Your goal: Reproduce verbatim the lines of the records below, from the line containing "the green foliage" through the end of the records, inclusive.

Point placement records
►
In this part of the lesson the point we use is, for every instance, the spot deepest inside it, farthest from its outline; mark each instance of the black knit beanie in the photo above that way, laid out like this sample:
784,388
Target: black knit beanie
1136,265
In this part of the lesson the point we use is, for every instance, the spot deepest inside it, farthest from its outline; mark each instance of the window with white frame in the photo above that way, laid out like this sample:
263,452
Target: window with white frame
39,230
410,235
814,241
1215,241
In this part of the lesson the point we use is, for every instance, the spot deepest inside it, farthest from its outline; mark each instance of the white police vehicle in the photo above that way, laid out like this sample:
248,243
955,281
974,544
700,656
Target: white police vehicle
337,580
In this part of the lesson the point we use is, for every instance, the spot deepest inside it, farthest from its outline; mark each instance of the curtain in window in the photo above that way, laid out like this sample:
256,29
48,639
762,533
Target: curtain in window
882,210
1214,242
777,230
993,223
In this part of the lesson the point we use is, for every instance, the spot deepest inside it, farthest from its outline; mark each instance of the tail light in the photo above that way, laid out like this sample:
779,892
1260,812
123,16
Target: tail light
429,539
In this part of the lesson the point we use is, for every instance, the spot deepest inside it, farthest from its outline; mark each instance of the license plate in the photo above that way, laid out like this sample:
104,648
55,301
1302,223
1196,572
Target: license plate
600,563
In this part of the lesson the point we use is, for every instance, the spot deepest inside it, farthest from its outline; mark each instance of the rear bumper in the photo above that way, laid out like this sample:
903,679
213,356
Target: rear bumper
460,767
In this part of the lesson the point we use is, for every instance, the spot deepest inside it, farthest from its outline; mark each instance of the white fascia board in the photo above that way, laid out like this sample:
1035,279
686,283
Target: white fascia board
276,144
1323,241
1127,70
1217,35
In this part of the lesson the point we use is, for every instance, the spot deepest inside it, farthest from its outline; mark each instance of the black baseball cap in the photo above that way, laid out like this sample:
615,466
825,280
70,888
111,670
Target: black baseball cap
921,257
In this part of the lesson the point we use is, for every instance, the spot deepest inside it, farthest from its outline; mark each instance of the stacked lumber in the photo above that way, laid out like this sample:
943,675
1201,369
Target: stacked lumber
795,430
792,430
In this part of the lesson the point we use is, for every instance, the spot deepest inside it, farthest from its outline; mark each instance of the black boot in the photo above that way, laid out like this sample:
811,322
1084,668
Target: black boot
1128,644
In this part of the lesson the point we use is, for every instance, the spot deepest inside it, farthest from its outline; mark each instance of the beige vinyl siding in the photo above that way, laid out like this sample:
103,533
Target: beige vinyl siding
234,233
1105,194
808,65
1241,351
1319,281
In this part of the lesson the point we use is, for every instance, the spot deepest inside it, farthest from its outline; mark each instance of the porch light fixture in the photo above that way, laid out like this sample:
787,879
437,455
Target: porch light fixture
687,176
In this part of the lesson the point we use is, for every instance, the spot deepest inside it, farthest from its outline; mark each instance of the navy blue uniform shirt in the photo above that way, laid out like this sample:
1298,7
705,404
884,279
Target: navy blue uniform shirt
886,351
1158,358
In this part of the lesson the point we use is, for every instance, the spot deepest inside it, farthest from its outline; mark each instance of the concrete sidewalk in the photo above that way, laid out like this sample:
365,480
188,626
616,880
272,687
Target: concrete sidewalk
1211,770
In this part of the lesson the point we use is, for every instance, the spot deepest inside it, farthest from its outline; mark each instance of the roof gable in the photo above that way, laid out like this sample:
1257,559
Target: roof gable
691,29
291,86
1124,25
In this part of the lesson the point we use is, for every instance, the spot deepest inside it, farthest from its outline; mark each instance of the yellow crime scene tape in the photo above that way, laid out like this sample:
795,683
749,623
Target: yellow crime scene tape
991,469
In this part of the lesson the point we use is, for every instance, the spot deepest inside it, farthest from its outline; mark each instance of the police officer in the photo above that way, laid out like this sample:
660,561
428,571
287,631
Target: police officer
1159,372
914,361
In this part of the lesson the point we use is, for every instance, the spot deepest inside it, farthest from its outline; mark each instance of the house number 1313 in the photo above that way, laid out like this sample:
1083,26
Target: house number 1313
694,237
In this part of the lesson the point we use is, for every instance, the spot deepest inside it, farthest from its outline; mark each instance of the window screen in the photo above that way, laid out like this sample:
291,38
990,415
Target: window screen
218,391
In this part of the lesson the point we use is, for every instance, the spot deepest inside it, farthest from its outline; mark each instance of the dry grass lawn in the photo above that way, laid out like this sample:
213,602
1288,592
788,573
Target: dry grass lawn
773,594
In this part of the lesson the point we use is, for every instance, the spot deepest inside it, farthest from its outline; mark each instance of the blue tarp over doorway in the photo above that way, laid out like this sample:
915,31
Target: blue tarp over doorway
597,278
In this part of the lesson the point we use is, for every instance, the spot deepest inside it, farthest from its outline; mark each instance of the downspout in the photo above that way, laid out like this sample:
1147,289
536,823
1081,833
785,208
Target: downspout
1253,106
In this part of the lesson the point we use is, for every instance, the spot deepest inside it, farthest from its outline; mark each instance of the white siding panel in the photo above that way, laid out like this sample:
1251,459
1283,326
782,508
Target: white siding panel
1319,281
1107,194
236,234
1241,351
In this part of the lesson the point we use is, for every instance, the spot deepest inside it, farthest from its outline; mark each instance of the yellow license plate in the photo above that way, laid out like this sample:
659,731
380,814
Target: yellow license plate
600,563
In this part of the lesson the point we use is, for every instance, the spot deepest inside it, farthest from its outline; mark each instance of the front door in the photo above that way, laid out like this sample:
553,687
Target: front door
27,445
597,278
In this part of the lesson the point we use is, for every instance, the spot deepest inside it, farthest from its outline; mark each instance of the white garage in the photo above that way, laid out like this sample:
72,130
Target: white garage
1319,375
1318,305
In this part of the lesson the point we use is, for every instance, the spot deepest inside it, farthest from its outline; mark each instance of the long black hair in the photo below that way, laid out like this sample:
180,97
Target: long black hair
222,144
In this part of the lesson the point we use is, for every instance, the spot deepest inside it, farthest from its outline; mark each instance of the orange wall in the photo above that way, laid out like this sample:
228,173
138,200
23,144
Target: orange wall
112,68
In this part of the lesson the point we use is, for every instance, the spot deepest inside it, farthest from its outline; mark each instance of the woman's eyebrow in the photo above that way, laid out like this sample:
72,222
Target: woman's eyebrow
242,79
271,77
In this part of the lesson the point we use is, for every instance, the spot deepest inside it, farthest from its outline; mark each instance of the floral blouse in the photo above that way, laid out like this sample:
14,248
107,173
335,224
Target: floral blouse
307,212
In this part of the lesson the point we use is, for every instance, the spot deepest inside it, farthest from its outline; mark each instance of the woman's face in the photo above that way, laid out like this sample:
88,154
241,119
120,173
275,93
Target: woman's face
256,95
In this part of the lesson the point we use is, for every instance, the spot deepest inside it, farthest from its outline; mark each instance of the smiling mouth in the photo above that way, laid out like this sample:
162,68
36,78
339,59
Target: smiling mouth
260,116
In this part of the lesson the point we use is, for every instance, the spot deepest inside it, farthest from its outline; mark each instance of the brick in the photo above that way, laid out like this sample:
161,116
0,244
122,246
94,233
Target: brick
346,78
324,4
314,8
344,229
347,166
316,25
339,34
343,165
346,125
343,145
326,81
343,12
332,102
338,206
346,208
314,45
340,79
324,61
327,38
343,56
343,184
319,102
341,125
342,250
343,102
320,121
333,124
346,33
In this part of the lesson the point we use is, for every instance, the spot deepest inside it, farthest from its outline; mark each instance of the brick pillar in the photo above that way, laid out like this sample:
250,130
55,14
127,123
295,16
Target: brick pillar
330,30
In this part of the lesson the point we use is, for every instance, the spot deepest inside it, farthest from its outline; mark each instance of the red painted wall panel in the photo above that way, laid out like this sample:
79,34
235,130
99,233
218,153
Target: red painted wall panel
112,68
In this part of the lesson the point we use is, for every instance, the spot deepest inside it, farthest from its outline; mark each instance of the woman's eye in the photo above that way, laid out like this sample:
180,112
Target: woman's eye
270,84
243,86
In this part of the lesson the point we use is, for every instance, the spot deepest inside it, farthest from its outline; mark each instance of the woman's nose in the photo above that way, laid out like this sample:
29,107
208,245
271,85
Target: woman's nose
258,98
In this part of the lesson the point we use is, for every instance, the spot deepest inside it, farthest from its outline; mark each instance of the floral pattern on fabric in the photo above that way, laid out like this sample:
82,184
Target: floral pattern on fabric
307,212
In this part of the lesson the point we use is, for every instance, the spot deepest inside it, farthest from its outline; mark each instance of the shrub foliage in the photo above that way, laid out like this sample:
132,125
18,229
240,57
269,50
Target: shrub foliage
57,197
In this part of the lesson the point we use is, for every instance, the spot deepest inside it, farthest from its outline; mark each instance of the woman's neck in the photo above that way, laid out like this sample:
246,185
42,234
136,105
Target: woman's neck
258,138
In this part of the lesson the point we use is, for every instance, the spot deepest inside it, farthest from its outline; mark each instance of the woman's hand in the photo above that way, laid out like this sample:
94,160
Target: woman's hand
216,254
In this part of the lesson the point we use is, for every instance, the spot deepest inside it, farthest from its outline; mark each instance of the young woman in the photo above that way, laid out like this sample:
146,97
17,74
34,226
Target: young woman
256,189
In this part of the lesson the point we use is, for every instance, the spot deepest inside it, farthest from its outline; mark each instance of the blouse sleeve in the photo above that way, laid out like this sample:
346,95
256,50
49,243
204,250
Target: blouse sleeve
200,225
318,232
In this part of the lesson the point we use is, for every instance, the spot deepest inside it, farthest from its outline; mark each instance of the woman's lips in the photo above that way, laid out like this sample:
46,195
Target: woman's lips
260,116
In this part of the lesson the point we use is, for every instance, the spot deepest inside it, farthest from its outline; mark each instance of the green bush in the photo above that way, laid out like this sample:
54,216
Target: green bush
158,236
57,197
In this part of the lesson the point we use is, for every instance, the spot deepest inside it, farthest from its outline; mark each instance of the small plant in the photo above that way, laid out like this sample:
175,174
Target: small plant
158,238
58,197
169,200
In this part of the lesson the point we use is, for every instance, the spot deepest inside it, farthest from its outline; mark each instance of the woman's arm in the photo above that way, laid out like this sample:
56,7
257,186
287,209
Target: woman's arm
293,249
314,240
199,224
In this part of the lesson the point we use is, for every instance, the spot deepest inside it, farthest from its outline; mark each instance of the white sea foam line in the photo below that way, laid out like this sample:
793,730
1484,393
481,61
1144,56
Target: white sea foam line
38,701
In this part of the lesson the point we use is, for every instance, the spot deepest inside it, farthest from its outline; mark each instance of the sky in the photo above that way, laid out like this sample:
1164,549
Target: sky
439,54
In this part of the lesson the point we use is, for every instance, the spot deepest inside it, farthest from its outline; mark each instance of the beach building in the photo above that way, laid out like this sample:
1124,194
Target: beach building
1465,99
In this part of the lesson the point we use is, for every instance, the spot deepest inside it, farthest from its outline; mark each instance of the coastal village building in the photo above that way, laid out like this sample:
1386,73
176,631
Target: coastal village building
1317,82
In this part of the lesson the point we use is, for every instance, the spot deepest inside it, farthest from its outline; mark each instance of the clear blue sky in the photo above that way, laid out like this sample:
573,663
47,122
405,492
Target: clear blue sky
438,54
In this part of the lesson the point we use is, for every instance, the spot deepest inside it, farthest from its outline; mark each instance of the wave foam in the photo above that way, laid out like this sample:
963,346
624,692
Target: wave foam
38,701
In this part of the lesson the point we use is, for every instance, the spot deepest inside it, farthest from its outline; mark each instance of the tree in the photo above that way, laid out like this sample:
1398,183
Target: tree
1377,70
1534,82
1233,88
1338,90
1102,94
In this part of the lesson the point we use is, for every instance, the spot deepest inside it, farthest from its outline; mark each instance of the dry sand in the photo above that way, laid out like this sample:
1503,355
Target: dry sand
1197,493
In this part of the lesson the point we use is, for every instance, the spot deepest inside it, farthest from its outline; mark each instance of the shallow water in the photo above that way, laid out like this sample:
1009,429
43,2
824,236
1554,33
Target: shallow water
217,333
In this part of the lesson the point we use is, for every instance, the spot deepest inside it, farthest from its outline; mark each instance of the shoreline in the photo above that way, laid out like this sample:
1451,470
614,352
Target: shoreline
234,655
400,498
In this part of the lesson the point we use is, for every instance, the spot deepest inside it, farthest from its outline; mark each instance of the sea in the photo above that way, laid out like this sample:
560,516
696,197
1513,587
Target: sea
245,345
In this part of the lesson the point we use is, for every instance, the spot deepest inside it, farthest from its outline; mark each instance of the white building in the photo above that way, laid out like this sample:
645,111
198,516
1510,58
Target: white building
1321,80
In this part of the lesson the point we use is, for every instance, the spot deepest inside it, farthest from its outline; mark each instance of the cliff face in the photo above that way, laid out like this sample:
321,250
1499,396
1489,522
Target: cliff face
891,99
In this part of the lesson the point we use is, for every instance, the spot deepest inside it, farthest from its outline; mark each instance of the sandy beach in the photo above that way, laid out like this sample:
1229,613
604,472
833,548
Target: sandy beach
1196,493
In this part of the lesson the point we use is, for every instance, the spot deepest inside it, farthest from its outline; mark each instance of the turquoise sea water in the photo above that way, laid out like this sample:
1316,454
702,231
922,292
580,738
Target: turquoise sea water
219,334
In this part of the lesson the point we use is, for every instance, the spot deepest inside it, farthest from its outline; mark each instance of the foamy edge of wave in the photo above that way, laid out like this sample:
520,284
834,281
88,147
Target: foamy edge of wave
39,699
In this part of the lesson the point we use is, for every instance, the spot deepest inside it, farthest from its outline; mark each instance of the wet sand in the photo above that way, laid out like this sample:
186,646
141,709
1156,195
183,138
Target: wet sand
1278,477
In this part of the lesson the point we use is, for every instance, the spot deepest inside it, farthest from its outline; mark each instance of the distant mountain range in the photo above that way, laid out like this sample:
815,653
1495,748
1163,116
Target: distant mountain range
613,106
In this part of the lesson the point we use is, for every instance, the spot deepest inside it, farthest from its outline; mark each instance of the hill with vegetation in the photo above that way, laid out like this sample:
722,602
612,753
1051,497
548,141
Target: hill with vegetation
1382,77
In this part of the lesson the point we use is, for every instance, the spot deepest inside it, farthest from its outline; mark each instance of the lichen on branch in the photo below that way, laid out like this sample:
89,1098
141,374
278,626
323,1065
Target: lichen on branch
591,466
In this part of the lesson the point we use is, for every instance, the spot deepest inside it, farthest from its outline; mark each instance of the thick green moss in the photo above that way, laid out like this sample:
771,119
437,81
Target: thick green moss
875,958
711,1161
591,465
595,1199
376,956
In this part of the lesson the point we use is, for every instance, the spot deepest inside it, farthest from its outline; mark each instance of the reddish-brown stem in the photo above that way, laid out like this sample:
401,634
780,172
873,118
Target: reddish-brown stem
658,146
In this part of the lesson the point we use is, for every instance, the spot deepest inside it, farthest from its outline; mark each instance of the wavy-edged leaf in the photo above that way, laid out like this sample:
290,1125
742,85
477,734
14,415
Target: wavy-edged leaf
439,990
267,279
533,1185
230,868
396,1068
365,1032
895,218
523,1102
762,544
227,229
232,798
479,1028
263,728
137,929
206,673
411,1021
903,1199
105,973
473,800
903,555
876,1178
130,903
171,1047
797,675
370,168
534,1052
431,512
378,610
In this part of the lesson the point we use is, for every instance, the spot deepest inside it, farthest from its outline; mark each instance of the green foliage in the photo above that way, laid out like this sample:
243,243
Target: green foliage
◄
Answer to this exercise:
In this part of the lesson the point we use is, for every instance, the spot deepest inside it, farthest from its outline; mark each instance of the green foliage in the photo above that way, laid out like this sample:
243,243
Target: green foliage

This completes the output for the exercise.